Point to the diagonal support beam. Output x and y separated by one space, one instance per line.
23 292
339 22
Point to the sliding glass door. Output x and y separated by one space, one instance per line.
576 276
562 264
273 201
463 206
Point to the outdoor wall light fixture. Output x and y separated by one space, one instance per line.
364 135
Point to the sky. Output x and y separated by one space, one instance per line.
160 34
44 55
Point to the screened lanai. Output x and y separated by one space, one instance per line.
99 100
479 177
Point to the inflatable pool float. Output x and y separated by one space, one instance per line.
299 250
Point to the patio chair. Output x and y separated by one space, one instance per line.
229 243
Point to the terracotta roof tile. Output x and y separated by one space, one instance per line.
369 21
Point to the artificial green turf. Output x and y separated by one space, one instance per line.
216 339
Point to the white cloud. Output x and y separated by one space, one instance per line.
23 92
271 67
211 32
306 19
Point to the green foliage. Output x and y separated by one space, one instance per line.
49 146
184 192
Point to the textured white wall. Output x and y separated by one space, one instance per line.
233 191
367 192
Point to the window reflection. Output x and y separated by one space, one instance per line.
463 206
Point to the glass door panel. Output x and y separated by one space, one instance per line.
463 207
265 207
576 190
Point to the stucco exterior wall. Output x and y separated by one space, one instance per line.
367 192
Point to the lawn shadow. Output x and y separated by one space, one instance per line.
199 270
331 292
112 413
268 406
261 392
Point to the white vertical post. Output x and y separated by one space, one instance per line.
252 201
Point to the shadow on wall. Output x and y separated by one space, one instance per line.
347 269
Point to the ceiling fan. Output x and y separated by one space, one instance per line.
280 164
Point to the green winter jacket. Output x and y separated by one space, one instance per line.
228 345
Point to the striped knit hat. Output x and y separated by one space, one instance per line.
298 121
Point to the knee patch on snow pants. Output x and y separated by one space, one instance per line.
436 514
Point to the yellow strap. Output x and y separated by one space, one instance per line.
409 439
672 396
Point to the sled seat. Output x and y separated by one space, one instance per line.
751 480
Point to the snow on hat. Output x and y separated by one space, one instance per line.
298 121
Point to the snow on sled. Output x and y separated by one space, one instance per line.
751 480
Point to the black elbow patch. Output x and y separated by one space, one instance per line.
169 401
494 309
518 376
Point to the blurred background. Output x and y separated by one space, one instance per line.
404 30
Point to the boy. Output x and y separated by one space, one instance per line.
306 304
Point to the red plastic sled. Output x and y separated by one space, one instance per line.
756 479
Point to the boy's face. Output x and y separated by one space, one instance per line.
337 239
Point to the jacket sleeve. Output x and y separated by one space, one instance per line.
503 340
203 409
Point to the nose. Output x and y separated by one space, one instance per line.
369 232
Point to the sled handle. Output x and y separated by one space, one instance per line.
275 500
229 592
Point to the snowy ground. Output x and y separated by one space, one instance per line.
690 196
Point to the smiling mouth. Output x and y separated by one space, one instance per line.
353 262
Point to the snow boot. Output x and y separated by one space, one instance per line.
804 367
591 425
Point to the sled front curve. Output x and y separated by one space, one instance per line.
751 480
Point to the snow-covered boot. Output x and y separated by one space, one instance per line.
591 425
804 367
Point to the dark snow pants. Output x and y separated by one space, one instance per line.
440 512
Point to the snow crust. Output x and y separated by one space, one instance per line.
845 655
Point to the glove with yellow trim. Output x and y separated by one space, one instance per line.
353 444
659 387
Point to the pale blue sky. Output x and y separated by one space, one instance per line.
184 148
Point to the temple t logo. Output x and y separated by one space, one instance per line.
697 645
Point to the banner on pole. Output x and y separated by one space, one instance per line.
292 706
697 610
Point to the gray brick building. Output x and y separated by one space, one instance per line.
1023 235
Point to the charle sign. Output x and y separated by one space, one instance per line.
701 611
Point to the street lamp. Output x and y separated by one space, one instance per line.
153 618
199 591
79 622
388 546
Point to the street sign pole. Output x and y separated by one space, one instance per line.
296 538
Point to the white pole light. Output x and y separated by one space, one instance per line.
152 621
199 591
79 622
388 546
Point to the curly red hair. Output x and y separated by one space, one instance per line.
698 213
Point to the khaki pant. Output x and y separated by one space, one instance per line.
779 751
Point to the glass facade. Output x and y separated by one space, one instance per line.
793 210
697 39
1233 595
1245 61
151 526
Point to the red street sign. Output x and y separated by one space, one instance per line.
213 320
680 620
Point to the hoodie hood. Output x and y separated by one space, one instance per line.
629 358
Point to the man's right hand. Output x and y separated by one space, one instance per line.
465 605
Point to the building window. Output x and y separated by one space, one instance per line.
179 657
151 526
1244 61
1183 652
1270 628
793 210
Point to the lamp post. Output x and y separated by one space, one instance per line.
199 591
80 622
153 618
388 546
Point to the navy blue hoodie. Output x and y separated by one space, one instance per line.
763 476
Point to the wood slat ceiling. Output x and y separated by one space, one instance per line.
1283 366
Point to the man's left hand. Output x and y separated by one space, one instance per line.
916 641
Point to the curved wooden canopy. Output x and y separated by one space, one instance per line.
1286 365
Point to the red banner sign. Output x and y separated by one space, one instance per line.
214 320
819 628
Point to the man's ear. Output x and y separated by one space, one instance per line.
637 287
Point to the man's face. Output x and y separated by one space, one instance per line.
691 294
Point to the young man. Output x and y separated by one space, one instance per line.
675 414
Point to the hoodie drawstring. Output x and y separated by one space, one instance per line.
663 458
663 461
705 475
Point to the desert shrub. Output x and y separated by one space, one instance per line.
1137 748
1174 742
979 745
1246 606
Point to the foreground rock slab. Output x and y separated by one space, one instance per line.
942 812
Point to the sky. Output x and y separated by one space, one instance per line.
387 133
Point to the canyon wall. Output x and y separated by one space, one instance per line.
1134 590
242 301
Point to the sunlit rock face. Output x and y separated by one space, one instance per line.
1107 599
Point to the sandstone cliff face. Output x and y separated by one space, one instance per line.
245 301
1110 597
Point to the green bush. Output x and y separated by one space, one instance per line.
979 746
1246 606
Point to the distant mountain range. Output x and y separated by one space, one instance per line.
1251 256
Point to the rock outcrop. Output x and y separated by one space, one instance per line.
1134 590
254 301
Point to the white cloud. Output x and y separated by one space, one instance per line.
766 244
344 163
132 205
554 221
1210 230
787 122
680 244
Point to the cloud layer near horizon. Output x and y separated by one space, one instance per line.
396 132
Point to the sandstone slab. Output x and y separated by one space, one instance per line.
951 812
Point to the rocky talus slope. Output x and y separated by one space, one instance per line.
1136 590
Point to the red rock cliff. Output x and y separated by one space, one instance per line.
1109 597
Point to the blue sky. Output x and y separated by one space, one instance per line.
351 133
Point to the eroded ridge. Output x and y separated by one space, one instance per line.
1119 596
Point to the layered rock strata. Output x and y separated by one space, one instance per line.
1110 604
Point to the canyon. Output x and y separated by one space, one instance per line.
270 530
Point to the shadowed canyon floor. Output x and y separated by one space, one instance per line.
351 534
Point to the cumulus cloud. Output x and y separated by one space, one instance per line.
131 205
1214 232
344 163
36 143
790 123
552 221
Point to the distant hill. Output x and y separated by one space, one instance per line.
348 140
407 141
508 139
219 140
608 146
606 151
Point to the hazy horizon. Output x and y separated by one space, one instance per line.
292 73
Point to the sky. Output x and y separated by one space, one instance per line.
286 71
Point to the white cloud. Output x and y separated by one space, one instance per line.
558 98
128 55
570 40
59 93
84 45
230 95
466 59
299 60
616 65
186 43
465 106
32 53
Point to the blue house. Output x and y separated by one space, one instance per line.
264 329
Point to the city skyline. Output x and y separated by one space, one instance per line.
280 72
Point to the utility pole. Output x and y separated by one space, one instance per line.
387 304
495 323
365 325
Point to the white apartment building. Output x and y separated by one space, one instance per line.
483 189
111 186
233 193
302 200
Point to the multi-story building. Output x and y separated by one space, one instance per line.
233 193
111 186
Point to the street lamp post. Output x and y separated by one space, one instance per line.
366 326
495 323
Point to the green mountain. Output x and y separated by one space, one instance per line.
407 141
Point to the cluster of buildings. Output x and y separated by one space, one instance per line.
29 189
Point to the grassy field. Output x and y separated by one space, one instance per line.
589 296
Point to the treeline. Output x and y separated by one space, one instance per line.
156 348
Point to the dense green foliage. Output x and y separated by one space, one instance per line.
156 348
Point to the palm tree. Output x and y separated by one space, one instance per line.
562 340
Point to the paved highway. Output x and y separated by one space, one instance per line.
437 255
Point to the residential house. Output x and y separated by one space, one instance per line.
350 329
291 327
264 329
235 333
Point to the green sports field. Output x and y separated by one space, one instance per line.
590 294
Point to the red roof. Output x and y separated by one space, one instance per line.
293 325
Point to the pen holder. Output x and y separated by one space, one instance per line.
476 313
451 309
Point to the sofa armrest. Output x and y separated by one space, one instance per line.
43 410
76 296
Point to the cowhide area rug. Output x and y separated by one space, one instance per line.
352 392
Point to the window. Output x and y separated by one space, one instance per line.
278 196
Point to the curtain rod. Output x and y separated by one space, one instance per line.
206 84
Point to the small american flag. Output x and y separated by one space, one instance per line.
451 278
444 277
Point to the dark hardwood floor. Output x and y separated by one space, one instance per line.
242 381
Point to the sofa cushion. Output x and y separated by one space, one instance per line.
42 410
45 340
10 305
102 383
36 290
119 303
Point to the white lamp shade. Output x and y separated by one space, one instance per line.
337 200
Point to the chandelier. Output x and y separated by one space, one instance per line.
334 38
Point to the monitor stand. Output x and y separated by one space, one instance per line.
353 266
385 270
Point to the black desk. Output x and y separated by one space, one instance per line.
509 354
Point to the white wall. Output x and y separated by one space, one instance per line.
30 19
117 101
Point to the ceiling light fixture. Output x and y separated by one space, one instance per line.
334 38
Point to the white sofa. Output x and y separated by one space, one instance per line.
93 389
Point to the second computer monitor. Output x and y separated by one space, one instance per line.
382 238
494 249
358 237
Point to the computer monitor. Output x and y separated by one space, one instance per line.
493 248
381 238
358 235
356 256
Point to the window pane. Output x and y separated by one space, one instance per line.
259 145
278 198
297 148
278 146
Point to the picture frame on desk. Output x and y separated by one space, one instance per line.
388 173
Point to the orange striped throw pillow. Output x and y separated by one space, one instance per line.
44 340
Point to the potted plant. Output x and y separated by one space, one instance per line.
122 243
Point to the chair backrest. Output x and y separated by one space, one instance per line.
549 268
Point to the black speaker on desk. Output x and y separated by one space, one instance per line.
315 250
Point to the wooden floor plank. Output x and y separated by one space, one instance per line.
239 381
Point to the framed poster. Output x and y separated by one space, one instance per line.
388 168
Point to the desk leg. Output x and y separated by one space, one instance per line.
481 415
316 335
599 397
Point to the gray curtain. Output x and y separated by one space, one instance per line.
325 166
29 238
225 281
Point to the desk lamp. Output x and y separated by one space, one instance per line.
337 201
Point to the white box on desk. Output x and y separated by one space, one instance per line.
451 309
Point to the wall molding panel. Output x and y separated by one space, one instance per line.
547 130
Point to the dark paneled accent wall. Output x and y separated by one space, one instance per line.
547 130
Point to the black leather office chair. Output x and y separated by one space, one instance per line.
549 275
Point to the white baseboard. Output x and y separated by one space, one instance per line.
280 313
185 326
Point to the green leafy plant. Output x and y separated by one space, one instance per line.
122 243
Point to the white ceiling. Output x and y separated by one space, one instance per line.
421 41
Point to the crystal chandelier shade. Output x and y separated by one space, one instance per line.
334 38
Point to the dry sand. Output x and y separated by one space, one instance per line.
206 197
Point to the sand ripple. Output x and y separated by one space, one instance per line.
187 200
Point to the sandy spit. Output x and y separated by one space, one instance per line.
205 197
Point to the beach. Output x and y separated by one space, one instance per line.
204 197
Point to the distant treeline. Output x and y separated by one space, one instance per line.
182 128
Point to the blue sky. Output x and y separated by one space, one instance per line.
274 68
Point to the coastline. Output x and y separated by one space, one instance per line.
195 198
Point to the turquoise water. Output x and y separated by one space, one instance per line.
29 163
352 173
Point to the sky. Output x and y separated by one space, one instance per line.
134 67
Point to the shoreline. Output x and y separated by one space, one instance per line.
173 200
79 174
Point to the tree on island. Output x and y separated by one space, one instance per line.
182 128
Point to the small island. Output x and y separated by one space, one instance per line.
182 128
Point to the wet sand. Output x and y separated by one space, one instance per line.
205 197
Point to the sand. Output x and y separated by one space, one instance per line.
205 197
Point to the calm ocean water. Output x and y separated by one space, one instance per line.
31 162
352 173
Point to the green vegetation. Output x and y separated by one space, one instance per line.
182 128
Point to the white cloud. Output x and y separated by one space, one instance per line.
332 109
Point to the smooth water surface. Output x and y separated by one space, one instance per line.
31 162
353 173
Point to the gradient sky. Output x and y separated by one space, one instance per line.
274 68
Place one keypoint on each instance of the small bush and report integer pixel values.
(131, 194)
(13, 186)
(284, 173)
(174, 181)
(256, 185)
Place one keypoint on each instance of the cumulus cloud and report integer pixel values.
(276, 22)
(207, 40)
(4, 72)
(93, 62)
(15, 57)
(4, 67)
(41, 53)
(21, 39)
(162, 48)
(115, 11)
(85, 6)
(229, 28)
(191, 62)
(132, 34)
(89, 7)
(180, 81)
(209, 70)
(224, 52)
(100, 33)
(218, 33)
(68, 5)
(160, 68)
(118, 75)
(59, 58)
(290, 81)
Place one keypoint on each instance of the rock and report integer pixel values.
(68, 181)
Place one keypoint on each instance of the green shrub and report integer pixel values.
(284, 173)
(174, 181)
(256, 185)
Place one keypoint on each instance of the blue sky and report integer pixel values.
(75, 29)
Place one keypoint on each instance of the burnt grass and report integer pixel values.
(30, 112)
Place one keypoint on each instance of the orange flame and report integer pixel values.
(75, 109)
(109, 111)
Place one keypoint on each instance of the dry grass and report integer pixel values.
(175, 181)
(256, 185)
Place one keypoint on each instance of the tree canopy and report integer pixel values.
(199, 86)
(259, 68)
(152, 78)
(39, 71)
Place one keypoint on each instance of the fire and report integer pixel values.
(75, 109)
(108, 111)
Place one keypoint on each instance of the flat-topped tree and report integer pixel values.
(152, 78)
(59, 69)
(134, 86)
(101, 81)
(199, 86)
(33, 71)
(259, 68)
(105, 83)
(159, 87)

* [The problem]: Set down, word for word, only the lines running from the line with "Place one keypoint on each instance of the tree" to the last line of the listing above. Both of those lines belong in your answer.

* [Result of the exercise]:
Place one keypoint on each instance of the tree canopy and report integer pixel values.
(199, 86)
(259, 68)
(152, 78)
(39, 71)
Place one keypoint on each instance of the fire and report integer pixel values.
(75, 109)
(108, 111)
Place one keypoint on each instance of the flat-topped tree and report integer pixel values.
(152, 78)
(59, 69)
(134, 86)
(101, 81)
(199, 86)
(33, 71)
(259, 68)
(105, 83)
(159, 87)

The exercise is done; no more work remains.